═══ Trecho para leitura
O ensino de cultura afro-brasileira no Brasil

A construção do currículo escolar: novas epistemes para a efectivação da lei 10639/03

Este é um mundo no qual nada de importante se faz sem discurso

Milton Santos

A escola deve formar homens inventivos, criativos que não repitam o que outras gerações fizeram.

Jean Piaget

Ninguém nasce odiando outra pessoa pela cor de sua pele, ou por sua origem, ou por sua religião. Para odiar, as pessoas precisam aprender, e, se elas podem aprender a odiar, podem ser ensinadas a amar, pois o amor chega mais naturalmente ao coração humano do que o seu oposto.

Nelson Mandela

O objetivo deste artigo é promover uma reflexão sobre a implementação da Lei 10639/03, a partir da alteração da Lei de Diretrizes e Bases da Educação, nº 9.394, de 20 de dezembro de 1996, que tornou obrigatório, em todo o currículo oficial da Rede de Ensino, a inclusão da temática “História e Cultura Afro-Brasileira”. Desta forma, os conteúdos curriculares devem abordar a História da África e dos Africanos, considerando a luta dos negros no Brasil, a cultura negra e o(a) negro(a) na formação da sociedade nacional, resgatando a fundamental contribuição que deram para o desenvolvimento e crescimento das áreas social, econômica e política, tendo em vista uma educação que articule a garantia dos direitos sociais e o respeito aos direitos humanos.

Mahla, filme de Mickey FonsecaMahla, filme de Mickey Fonseca

 

Assim, foram instituídas as Diretrizes Curriculares Nacionais para a Educação das Relações Étnicorraciais (2005) que reiteram a necessidade de projetos que discutam as premissas acima, valorizando as diferenças e a diversidade da nação brasileira desde a educação infantil, o que, acreditamos, deva ser a base constitutiva do trabalho, porque as crianças estão em fase de formação e construção de saberes e habilidades, sendo esse espaço um local privilegiado para uma efetiva educação para a diversidade.

Logo, uma das exigências básicas está na ampliação do foco curricular, tendo em vista o caráter multidisciplinar e interdisciplinar de todo e qualquer conteúdo, haja vista a construção de projetos pedagógicos que valorizem os saberes comunitários e a oralidade como instrumentos construtores dos processos de ensino-aprendizagem, conforme exposto no Plano Nacional de Implementação das Diretrizes Curriculares Nacionais (2009, p. 37).
══════
═══ Dados fornecidos
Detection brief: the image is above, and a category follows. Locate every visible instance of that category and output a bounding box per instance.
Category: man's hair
══════
*O que produzir*. Dê prosseguimento ao texto sobre o ensino de cultura afro-brasileira a partir do ponto em que ele se encerra. A listagem não desempenha papel algum nesta atividade.

*Resposta final*.
O fomento de políticas públicas, institucionais, através de programas de ações afirmativas, tem se guiado pelas estatísticas do IBGE (2006) que registram que 49 por cento da população brasileira é afrodescendente e apenas 5 por cento das matrículas no Ensino Superior são ocupadas por negros; Também 28 por cento, aproximadamente de negros e pardos, são obrigados a deixar de estudar para trabalhar, o que aponta para a distorção idade-série, aferidas pelo Censo Escolar (2007) que traz a seguinte tabulação: há 33,1 por cento de brancos na 1ª série do ensino fundamental e 54,7 por cento na 8ª; em detrimento de 52,3 por cento de negros na 1ª série e de 78,7 por cento na 8ª. 

imagem de Alex da Silvaimagem de Alex da SilvaA pesquisa sobre preconceito e discriminação no ambiente escolar, realizada pela Fundação Instituto de Pesquisas Econômicas (Fipe), a pedido do Instituto Nacional de Pesquisas Educacionais Anísio Teixeira (Inep), concluiu que 96,5 por cento dos entrevistados têm preconceito com relação a portadores de necessidades especiais, 94,2 por cento têm preconceito étnicorracial, 93,5 por cento de gênero, 91 por cento de geração, 87,5 por cento têm preconceito socioeconômico, 87,3 por cento de orientação sexual e 75,95 por cento têm preconceito territorial. Por tudo isso é importante considerar que 

“A ausência de impacto dos estudos sobre relações raciais no campo da educação se expressa no fato de os diagnósticos educacionais, os estudos sobre o aproveitamento escolar e a formação de professores, raramente incorporaram as variáveis ‘raça’ e etnia nas suas reflexões”. (PINTO, 2002, p. 106)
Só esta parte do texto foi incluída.